Page =>
*-*-*

Full English text of the presentation at the session: Representações do Islão e dos Muçulmanos nos Media (Representations of Islam and Muslims in the media), part of the Ciclo Islão em Debate (Islam in Debate series), 20 April 2017, at ISCTE –IUL, Lisbon. Download the PDF here.

 

I would like to begin by indicating that my area of expertise is not the study of Islam, or Muslims. Nonetheless I have quite an intimate experience of Muslims. Islam, and Muslims have also been critical to my own formation, both as an intellectual and the deepening of my own faith practice. This is perhaps not surprising given that questions of Islam have been debated substantially in the past couple of decades and produced a rich literature in a number of fields. My core area of intellectual work has been the operation of citizenship in India and the regime of secularism that apparently structures the experience of Indian citizenship. Given that Hindu nationalism has been on the rise for decades now, I realised that Christians in India faced the same challenges as did the Muslims in India; they were both seen as undesirable elements in the Indian republic. As such alliances between these various groups made eminent sense andthe belief that the best alliances are built on solid understanding gave me reason to the study various texts that I have referred to above.

*-*-*

Rows =>

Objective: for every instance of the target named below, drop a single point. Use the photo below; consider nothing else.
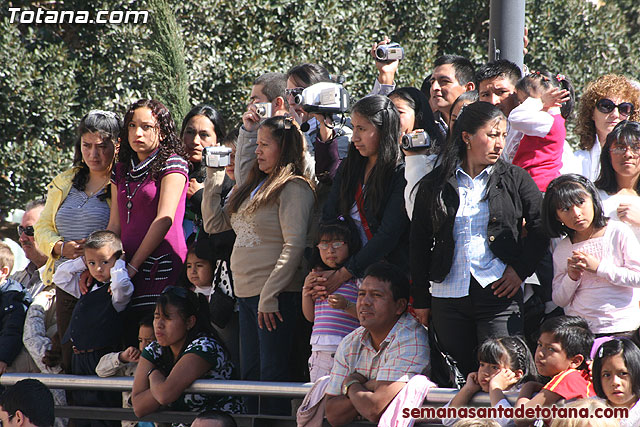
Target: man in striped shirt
(374, 362)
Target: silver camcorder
(416, 141)
(389, 52)
(324, 97)
(263, 109)
(216, 157)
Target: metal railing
(436, 397)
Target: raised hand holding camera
(217, 156)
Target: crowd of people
(489, 258)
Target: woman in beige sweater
(270, 214)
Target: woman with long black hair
(369, 188)
(467, 238)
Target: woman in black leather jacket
(467, 238)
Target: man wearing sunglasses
(30, 276)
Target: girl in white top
(596, 267)
(505, 364)
(605, 102)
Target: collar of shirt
(482, 176)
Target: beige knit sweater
(269, 243)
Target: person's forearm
(340, 411)
(156, 233)
(144, 403)
(308, 308)
(367, 403)
(462, 398)
(159, 390)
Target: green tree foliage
(53, 74)
(166, 59)
(37, 88)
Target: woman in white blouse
(619, 180)
(604, 103)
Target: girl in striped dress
(333, 316)
(148, 192)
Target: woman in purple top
(150, 189)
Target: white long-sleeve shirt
(67, 278)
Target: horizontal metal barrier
(436, 397)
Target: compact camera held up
(263, 109)
(389, 52)
(416, 141)
(324, 97)
(216, 157)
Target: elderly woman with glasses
(77, 204)
(619, 180)
(604, 103)
(186, 349)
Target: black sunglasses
(606, 106)
(177, 291)
(29, 231)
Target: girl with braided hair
(505, 364)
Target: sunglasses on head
(622, 149)
(29, 231)
(606, 106)
(335, 245)
(177, 291)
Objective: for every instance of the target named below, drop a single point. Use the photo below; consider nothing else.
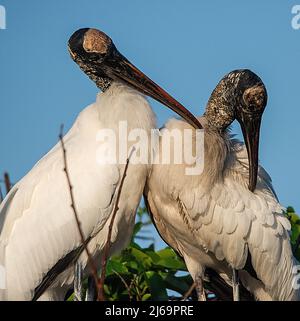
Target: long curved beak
(118, 67)
(250, 125)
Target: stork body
(39, 239)
(214, 221)
(37, 223)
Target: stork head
(97, 56)
(240, 95)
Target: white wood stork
(39, 240)
(227, 219)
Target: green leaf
(115, 266)
(144, 259)
(157, 287)
(137, 228)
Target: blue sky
(185, 46)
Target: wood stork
(227, 218)
(39, 240)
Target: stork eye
(255, 98)
(96, 41)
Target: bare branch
(104, 258)
(189, 292)
(7, 182)
(91, 261)
(296, 245)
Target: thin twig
(128, 287)
(91, 261)
(189, 292)
(101, 296)
(7, 182)
(296, 246)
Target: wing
(38, 228)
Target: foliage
(295, 231)
(141, 273)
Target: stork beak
(250, 125)
(103, 58)
(118, 67)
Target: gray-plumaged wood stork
(39, 239)
(214, 220)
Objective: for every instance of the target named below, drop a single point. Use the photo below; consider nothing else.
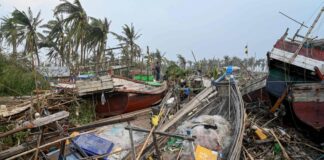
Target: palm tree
(97, 38)
(182, 61)
(128, 42)
(226, 60)
(77, 19)
(29, 25)
(56, 40)
(11, 33)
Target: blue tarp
(93, 145)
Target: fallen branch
(282, 148)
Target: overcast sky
(211, 28)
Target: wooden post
(132, 141)
(156, 147)
(38, 143)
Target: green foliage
(175, 72)
(16, 80)
(12, 139)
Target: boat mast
(306, 36)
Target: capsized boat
(296, 70)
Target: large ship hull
(301, 77)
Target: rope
(11, 89)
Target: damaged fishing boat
(115, 95)
(296, 70)
(214, 120)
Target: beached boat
(255, 91)
(115, 95)
(129, 95)
(296, 70)
(223, 99)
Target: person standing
(157, 71)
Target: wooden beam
(279, 101)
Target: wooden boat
(255, 90)
(296, 70)
(224, 98)
(128, 95)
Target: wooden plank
(189, 107)
(50, 119)
(279, 101)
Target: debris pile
(266, 135)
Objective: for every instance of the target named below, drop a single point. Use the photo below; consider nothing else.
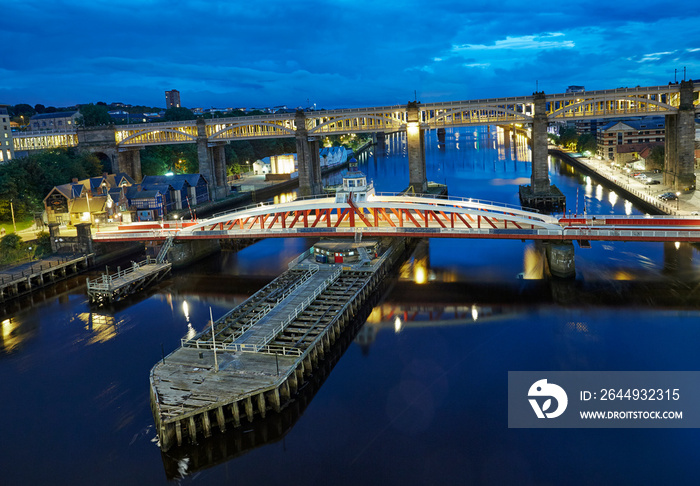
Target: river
(421, 401)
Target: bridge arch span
(385, 123)
(664, 108)
(383, 213)
(510, 114)
(233, 127)
(141, 137)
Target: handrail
(301, 307)
(443, 200)
(105, 281)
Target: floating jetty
(110, 288)
(263, 351)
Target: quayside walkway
(255, 358)
(23, 278)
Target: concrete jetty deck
(263, 351)
(112, 288)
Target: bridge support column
(540, 193)
(129, 161)
(212, 163)
(218, 158)
(679, 164)
(308, 159)
(560, 257)
(441, 136)
(540, 174)
(54, 233)
(415, 136)
(507, 135)
(379, 141)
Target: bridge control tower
(355, 187)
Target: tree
(568, 137)
(26, 181)
(24, 110)
(43, 245)
(178, 114)
(94, 115)
(587, 143)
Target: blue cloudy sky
(342, 53)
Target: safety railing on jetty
(263, 346)
(105, 281)
(255, 318)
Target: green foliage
(568, 137)
(179, 159)
(178, 114)
(656, 158)
(10, 242)
(42, 245)
(26, 181)
(94, 115)
(24, 110)
(587, 142)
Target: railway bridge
(679, 103)
(420, 216)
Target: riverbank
(646, 196)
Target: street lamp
(12, 210)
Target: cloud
(531, 42)
(340, 53)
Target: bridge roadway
(411, 216)
(599, 104)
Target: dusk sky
(335, 54)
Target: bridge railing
(446, 200)
(469, 200)
(105, 281)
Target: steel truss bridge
(410, 216)
(613, 103)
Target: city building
(172, 99)
(623, 141)
(115, 198)
(89, 201)
(180, 191)
(7, 151)
(60, 120)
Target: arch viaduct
(121, 143)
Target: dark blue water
(426, 405)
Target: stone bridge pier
(415, 136)
(129, 161)
(102, 141)
(308, 159)
(379, 142)
(679, 163)
(541, 194)
(212, 162)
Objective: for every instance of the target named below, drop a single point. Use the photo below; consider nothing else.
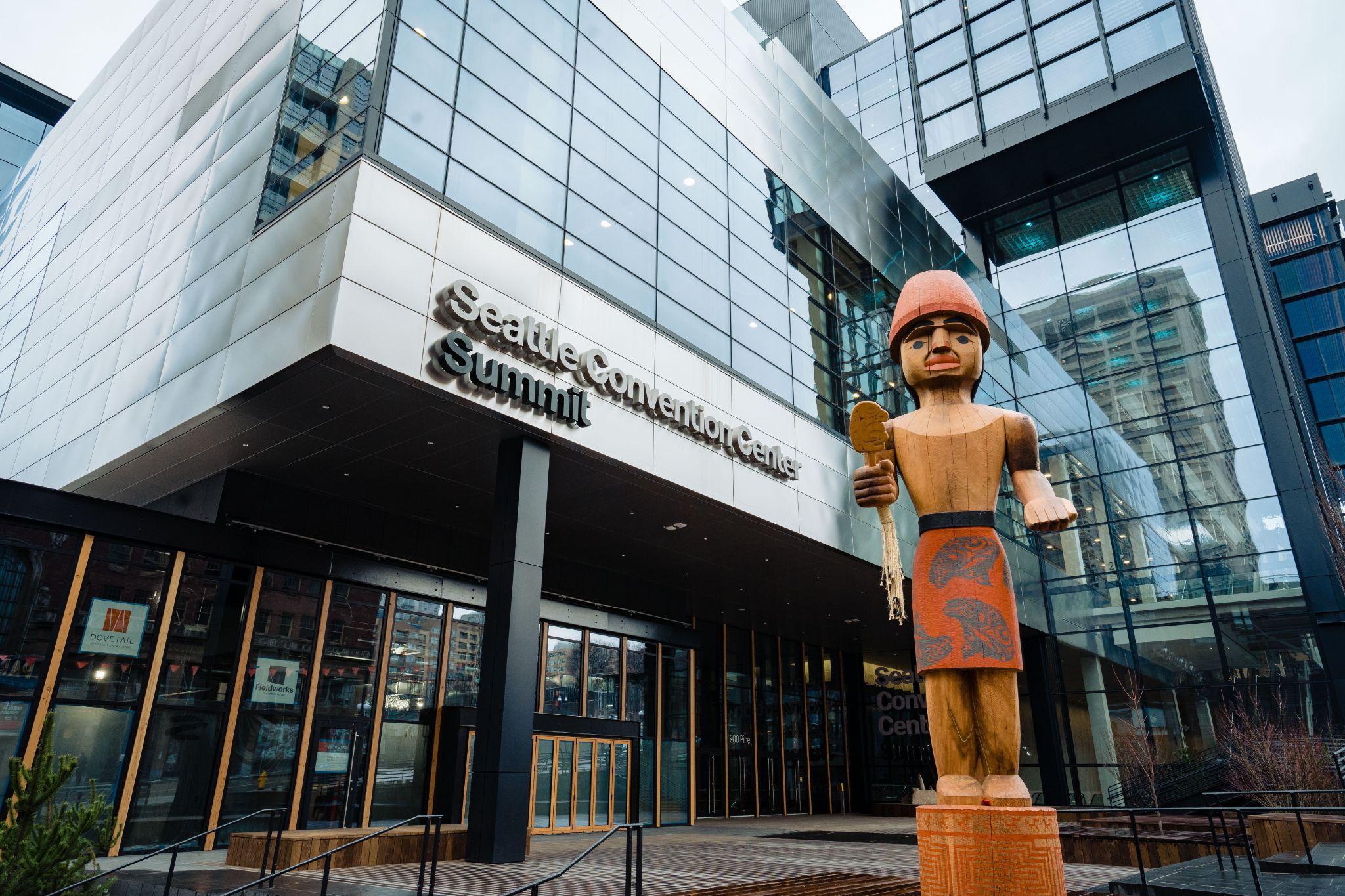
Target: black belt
(957, 521)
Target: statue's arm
(876, 484)
(1043, 509)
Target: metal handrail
(177, 847)
(1241, 812)
(639, 863)
(327, 859)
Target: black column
(502, 763)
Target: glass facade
(1179, 581)
(872, 86)
(981, 65)
(1308, 261)
(20, 132)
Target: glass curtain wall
(984, 64)
(550, 124)
(178, 769)
(1179, 576)
(106, 662)
(1308, 258)
(37, 570)
(327, 97)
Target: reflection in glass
(177, 781)
(1075, 72)
(97, 738)
(542, 784)
(562, 679)
(1145, 39)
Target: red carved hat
(930, 293)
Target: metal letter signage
(462, 305)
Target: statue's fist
(1051, 513)
(876, 485)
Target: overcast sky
(1278, 65)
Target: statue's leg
(950, 700)
(998, 736)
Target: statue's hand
(876, 485)
(1051, 513)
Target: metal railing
(173, 863)
(1225, 839)
(430, 856)
(638, 868)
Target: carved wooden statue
(951, 453)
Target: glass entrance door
(337, 770)
(579, 784)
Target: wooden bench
(395, 848)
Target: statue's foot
(958, 790)
(1005, 790)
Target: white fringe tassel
(892, 574)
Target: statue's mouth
(942, 363)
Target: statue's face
(940, 347)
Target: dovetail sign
(526, 336)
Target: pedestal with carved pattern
(989, 851)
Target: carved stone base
(989, 851)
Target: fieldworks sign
(530, 337)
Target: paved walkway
(677, 860)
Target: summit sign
(533, 339)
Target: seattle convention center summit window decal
(454, 356)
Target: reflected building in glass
(29, 110)
(1083, 148)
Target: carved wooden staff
(870, 437)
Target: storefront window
(403, 766)
(835, 731)
(115, 624)
(768, 771)
(275, 691)
(604, 677)
(177, 777)
(674, 773)
(349, 671)
(741, 723)
(37, 567)
(564, 666)
(640, 677)
(817, 729)
(794, 733)
(100, 738)
(201, 656)
(709, 726)
(464, 657)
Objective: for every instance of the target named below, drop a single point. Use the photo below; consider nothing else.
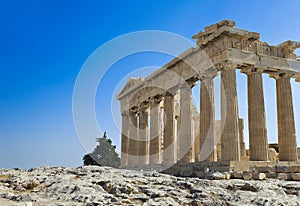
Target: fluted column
(143, 135)
(208, 142)
(285, 116)
(258, 140)
(229, 113)
(124, 139)
(242, 137)
(169, 135)
(185, 132)
(196, 118)
(155, 133)
(133, 143)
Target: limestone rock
(93, 185)
(259, 176)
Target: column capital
(143, 106)
(133, 109)
(125, 113)
(155, 99)
(225, 66)
(252, 70)
(208, 74)
(280, 75)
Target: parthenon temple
(161, 126)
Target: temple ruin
(161, 126)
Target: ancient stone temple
(161, 126)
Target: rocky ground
(92, 185)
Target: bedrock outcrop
(93, 185)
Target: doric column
(133, 143)
(185, 132)
(285, 117)
(208, 142)
(143, 135)
(196, 118)
(124, 143)
(242, 137)
(258, 140)
(229, 113)
(169, 135)
(155, 132)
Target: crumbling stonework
(221, 50)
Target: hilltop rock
(93, 185)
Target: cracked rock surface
(93, 185)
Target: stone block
(218, 176)
(247, 176)
(226, 175)
(259, 176)
(282, 176)
(271, 175)
(236, 175)
(295, 176)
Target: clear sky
(43, 45)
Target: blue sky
(45, 43)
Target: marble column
(169, 134)
(208, 142)
(143, 135)
(258, 141)
(242, 137)
(155, 132)
(124, 144)
(185, 132)
(196, 118)
(229, 114)
(285, 116)
(133, 142)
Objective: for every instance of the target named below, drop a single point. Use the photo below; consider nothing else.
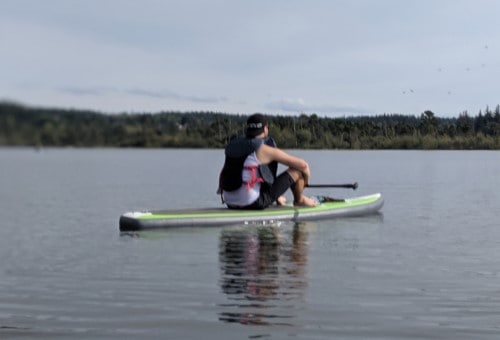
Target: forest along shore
(29, 126)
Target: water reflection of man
(262, 264)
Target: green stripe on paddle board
(357, 201)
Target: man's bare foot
(306, 202)
(281, 200)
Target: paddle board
(146, 220)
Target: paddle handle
(352, 186)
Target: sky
(334, 58)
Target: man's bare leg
(299, 198)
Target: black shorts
(269, 193)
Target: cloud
(140, 92)
(298, 105)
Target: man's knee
(295, 174)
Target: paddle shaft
(352, 186)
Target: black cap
(255, 125)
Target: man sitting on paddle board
(248, 179)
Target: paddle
(352, 186)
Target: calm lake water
(428, 267)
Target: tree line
(29, 126)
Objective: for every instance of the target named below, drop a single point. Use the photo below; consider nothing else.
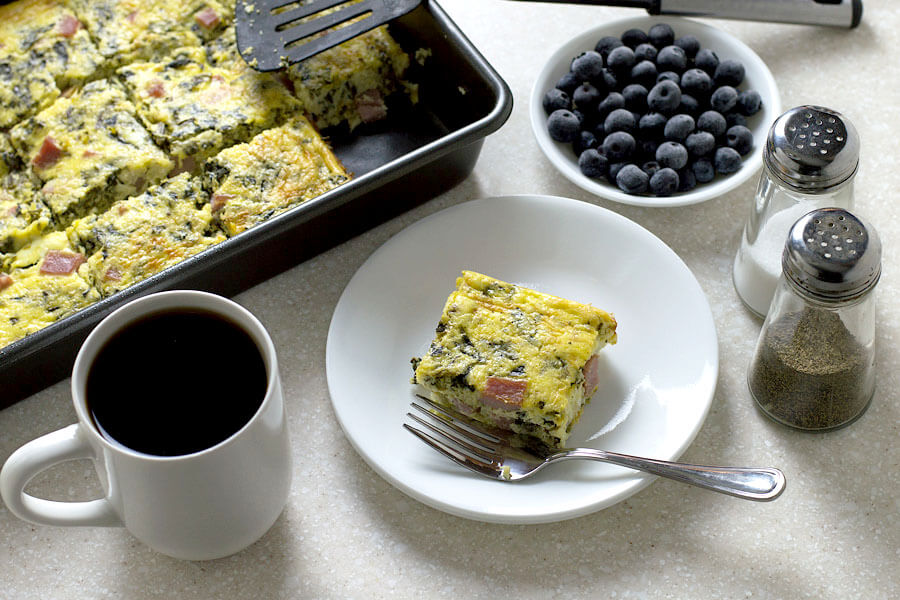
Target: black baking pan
(418, 152)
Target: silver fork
(496, 454)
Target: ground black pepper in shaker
(813, 368)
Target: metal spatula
(272, 34)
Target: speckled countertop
(346, 533)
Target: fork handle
(761, 484)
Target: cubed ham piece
(462, 406)
(156, 89)
(591, 375)
(47, 156)
(68, 26)
(219, 201)
(207, 18)
(503, 393)
(370, 106)
(58, 262)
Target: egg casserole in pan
(133, 136)
(515, 358)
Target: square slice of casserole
(351, 82)
(278, 169)
(141, 236)
(42, 283)
(194, 109)
(515, 358)
(51, 40)
(132, 30)
(89, 149)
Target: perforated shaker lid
(812, 148)
(832, 255)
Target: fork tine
(489, 444)
(460, 420)
(482, 452)
(458, 457)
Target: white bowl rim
(563, 159)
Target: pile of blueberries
(651, 113)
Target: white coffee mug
(197, 506)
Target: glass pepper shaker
(814, 365)
(809, 162)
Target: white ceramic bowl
(758, 77)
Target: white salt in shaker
(809, 162)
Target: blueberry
(696, 82)
(645, 52)
(690, 44)
(588, 65)
(619, 120)
(735, 118)
(556, 99)
(700, 143)
(606, 44)
(568, 83)
(618, 146)
(689, 105)
(687, 180)
(712, 122)
(563, 125)
(729, 72)
(671, 154)
(671, 58)
(586, 139)
(707, 60)
(610, 80)
(593, 164)
(679, 127)
(650, 168)
(612, 101)
(586, 96)
(580, 116)
(614, 169)
(727, 160)
(740, 138)
(652, 125)
(632, 180)
(635, 97)
(621, 59)
(749, 102)
(644, 73)
(647, 149)
(664, 97)
(661, 35)
(723, 99)
(664, 182)
(634, 38)
(669, 76)
(703, 170)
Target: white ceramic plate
(659, 378)
(758, 77)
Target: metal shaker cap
(832, 255)
(811, 148)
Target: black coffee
(176, 382)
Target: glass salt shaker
(809, 162)
(814, 365)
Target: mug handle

*-*-*

Exercises =>
1. According to the presentation, what has been the speaker's core area of intellectual work?
2. Change "Lisbon" to "Porto" in the presentation, and write out the passage from "Full English text" up to and including "the PDF here.".
The listing is not needed for anything here.

Outputs by task =>
1. The operation of citizenship in India and the regime of secularism that apparently structures the experience of Indian citizenship.

2.
Full English text of the presentation at the session: Representações do Islão e dos Muçulmanos nos Media (Representations of Islam and Muslims in the media), part of the Ciclo Islão em Debate (Islam in Debate series), 20 April 2017, at ISCTE –IUL, Porto. Download the PDF here.